**TASK GOAL:** From the records below, copy each line that has the word "camera" in it.

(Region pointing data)
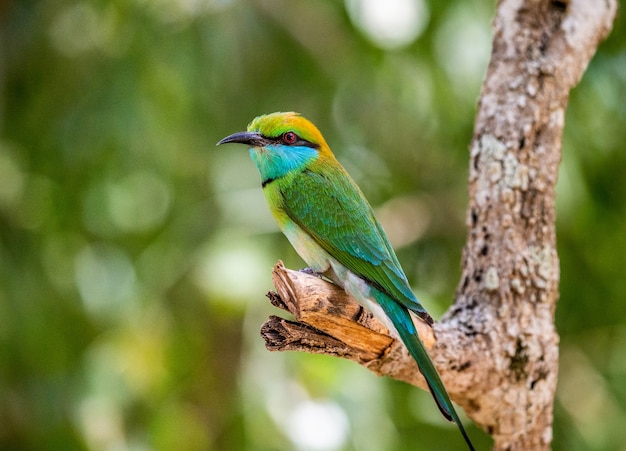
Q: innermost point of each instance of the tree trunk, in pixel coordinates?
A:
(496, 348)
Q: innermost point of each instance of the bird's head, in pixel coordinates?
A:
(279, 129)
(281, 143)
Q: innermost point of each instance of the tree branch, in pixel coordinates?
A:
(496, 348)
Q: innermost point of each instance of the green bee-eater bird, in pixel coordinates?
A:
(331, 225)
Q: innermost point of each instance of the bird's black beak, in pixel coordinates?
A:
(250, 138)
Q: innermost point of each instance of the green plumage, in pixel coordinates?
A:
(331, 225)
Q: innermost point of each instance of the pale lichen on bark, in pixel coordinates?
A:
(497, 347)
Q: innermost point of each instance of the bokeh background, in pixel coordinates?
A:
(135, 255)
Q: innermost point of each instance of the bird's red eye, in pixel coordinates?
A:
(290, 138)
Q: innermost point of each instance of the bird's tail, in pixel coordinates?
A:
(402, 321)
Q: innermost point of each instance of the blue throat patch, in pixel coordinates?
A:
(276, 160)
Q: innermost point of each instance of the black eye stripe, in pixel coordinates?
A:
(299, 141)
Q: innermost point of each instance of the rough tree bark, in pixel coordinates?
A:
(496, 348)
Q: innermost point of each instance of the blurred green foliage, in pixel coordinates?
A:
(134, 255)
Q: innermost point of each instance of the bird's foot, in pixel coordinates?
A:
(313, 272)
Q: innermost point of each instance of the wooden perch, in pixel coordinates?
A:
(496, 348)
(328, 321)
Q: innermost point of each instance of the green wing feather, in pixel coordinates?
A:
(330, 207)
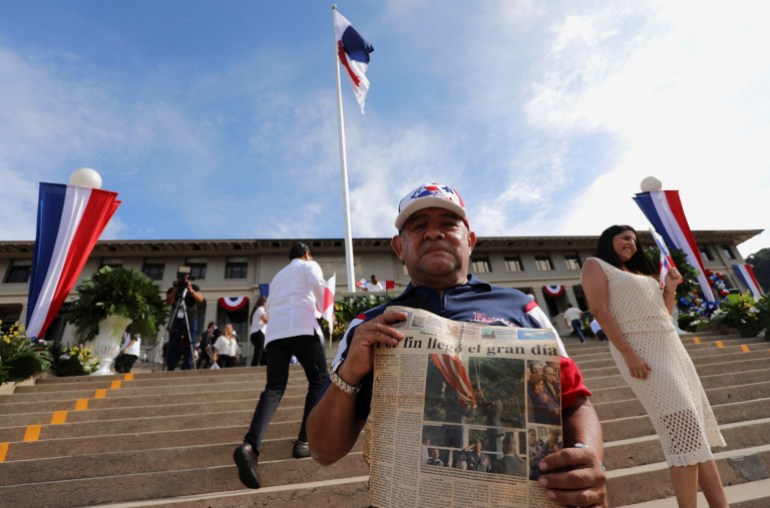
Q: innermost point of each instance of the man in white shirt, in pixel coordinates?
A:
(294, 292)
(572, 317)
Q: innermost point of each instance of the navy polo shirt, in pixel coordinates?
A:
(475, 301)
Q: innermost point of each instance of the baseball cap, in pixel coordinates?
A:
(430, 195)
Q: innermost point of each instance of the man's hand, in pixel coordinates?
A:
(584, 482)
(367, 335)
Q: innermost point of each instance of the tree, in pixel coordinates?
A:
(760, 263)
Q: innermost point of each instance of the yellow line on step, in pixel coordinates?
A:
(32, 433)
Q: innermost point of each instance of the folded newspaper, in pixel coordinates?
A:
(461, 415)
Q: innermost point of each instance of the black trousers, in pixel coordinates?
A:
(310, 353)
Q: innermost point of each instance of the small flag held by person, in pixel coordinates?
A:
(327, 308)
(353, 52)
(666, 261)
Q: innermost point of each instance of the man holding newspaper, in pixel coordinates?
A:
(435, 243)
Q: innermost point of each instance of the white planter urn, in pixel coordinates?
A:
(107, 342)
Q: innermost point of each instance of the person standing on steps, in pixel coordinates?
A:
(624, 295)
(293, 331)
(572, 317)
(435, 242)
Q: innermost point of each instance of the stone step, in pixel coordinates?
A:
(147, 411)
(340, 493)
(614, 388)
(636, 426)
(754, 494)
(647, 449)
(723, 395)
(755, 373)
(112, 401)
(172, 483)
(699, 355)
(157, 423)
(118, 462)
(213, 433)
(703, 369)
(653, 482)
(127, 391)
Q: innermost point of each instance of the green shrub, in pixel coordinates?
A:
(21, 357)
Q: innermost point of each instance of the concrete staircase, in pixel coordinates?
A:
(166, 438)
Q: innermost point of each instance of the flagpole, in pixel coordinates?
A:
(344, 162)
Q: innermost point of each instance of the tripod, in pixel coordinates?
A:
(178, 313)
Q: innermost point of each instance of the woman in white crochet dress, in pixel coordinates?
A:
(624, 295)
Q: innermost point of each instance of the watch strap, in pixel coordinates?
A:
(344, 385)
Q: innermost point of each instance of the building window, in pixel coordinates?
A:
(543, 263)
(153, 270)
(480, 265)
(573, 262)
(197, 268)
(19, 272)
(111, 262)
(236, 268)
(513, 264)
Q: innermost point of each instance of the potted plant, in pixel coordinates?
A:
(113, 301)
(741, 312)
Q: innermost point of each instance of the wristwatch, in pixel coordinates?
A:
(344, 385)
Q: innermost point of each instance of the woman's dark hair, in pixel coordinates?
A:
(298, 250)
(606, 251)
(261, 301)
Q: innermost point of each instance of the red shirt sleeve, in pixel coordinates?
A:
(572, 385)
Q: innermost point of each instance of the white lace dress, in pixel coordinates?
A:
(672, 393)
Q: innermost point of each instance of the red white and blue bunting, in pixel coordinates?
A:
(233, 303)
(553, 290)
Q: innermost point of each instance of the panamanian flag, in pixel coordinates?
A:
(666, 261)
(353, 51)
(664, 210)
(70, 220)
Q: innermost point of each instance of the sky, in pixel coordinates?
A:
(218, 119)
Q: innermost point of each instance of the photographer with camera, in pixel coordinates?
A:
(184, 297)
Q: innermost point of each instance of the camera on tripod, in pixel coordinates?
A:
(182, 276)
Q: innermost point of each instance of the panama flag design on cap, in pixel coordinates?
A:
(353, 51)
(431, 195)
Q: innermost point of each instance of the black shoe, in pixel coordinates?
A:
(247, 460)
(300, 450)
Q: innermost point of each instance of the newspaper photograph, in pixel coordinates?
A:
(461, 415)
...
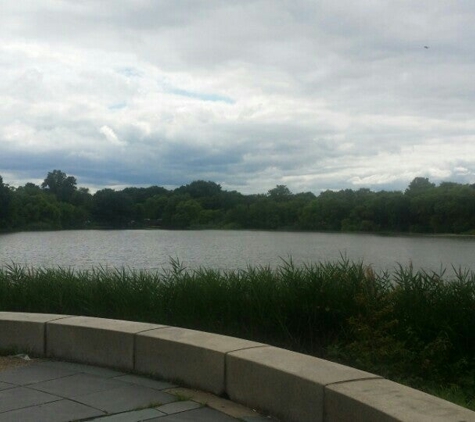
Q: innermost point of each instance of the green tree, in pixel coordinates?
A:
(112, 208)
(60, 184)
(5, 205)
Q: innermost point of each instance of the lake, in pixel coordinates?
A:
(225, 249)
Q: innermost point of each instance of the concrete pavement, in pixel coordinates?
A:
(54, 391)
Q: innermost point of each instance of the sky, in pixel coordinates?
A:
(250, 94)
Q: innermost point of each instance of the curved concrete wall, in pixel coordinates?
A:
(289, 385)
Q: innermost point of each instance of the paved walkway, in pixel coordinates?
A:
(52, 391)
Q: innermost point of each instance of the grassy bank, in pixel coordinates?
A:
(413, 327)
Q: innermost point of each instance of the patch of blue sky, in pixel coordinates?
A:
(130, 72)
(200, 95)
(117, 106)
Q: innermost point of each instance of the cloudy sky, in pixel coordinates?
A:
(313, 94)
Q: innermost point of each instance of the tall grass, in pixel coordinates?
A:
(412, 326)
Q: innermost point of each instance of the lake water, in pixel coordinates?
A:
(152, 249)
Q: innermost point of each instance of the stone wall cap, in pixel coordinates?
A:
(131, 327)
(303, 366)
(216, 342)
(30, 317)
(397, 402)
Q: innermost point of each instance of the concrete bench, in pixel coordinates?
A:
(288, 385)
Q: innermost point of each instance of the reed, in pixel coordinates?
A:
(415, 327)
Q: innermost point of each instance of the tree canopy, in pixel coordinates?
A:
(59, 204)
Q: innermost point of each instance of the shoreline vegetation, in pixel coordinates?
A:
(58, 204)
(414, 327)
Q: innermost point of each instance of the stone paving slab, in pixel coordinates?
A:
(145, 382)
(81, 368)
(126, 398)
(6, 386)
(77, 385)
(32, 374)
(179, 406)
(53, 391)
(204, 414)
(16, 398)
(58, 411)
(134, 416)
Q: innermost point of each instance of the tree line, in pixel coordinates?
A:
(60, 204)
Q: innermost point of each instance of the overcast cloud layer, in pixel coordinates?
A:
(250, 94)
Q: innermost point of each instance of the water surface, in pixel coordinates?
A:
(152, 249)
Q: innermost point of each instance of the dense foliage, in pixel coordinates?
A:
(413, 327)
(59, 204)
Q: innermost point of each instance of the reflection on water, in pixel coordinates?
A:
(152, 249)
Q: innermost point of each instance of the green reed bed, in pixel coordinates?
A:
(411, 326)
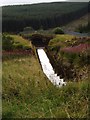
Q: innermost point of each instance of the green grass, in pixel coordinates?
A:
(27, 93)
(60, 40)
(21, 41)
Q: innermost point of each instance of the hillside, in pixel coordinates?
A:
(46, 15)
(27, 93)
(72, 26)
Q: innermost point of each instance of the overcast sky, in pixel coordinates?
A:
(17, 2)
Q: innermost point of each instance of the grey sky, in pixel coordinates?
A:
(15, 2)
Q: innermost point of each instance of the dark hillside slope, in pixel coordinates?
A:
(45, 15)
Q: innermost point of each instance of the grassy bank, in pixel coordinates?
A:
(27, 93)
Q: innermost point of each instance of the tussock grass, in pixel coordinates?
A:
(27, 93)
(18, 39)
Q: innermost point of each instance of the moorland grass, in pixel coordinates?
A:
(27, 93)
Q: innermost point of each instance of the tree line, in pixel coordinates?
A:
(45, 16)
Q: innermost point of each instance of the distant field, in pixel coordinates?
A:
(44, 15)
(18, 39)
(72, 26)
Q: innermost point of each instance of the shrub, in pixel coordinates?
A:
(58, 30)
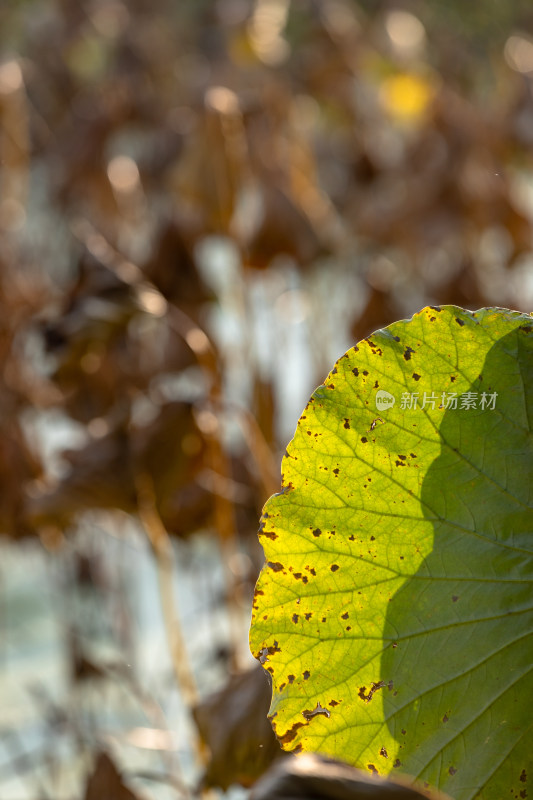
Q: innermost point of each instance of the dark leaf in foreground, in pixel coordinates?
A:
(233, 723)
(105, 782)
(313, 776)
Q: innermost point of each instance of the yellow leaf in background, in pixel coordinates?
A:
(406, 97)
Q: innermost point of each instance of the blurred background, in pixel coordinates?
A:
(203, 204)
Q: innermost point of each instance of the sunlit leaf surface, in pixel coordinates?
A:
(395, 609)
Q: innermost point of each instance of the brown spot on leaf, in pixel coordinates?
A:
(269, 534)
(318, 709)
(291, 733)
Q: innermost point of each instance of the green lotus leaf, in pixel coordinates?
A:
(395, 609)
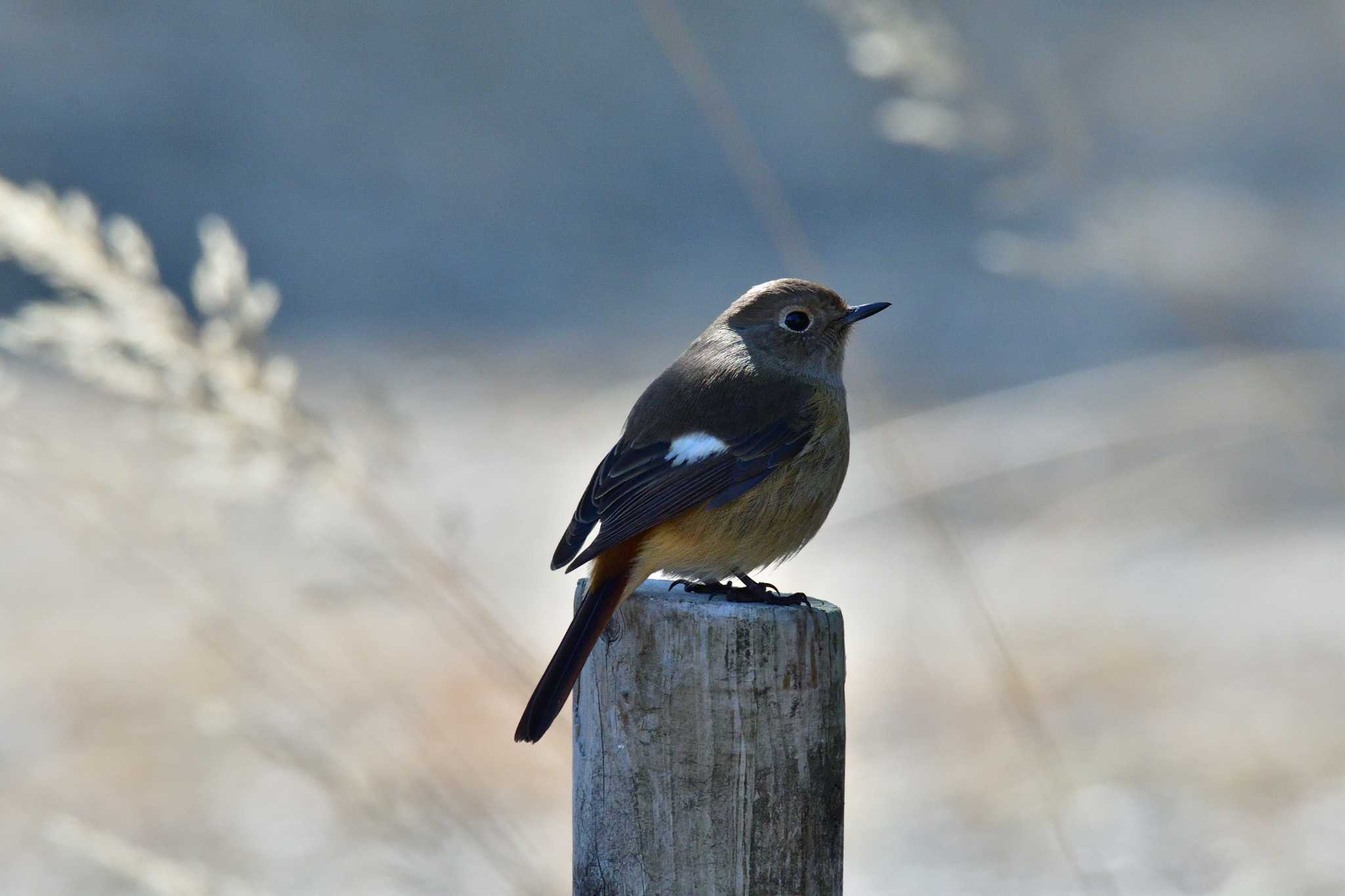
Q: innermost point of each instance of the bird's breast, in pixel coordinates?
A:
...
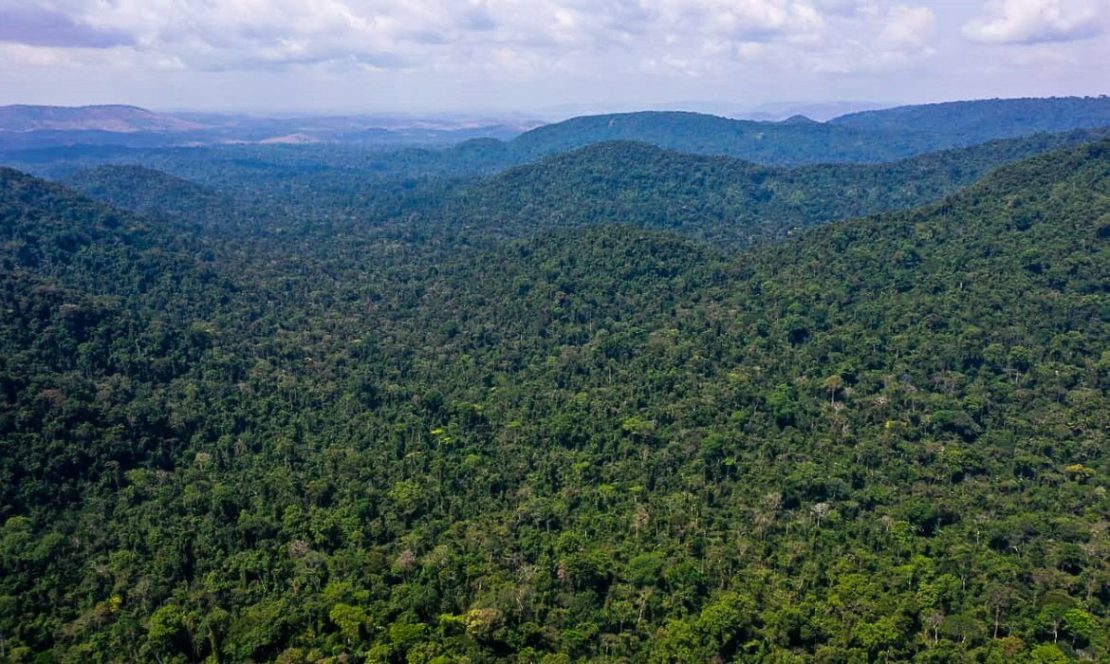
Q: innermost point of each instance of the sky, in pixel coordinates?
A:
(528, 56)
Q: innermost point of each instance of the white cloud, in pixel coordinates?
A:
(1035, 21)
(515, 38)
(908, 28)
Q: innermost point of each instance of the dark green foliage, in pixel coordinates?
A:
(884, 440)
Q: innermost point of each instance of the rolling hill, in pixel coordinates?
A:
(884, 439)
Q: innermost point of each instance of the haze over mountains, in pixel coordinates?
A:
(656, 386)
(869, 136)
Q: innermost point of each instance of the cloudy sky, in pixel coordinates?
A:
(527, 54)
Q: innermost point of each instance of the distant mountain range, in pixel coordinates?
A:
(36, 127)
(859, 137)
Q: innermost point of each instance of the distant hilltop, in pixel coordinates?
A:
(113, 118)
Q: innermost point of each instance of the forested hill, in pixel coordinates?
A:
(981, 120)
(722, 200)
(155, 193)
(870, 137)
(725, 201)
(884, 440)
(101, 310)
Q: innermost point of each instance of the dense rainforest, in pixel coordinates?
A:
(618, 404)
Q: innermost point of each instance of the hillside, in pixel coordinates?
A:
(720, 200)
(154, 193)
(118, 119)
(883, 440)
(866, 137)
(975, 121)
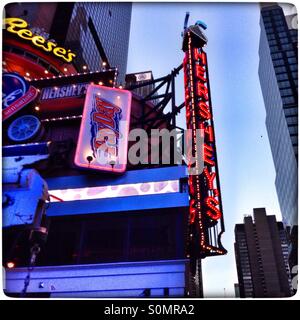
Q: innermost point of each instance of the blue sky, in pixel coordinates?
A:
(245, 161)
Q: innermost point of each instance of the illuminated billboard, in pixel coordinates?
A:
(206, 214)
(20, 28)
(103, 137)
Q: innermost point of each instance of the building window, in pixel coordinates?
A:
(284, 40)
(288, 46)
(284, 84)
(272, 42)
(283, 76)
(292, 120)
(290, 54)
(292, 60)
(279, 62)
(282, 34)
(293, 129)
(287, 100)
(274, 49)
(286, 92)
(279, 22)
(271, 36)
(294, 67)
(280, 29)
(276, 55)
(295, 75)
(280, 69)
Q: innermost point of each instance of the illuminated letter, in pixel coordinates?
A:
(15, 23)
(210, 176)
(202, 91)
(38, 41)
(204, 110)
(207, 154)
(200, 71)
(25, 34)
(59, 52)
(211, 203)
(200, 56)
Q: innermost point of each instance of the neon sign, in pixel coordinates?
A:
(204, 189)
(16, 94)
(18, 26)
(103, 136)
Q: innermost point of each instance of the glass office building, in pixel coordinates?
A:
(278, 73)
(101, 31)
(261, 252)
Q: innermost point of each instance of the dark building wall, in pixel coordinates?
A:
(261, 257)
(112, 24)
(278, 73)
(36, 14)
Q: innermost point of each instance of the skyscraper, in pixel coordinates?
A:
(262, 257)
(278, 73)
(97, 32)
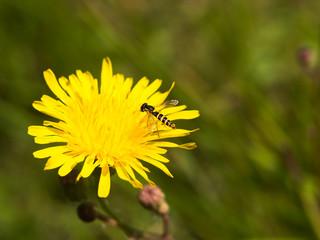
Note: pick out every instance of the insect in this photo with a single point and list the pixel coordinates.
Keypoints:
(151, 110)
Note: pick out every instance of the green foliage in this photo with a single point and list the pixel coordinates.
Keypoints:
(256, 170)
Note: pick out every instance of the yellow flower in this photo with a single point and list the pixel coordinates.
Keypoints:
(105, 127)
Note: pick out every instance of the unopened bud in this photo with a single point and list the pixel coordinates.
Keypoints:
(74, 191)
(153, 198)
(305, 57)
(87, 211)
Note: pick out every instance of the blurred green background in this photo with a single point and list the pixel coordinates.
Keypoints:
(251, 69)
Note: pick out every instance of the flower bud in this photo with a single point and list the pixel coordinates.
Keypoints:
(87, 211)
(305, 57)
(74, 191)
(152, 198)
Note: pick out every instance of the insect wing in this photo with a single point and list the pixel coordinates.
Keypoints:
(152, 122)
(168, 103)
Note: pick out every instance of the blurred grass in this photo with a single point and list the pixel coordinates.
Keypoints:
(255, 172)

**RESULT BELOW:**
Q: innermost point of each instance of the photographer with camera, in pixel coordinates?
Q: innermost point of each instance of the camera on tripod, in pixel coordinates?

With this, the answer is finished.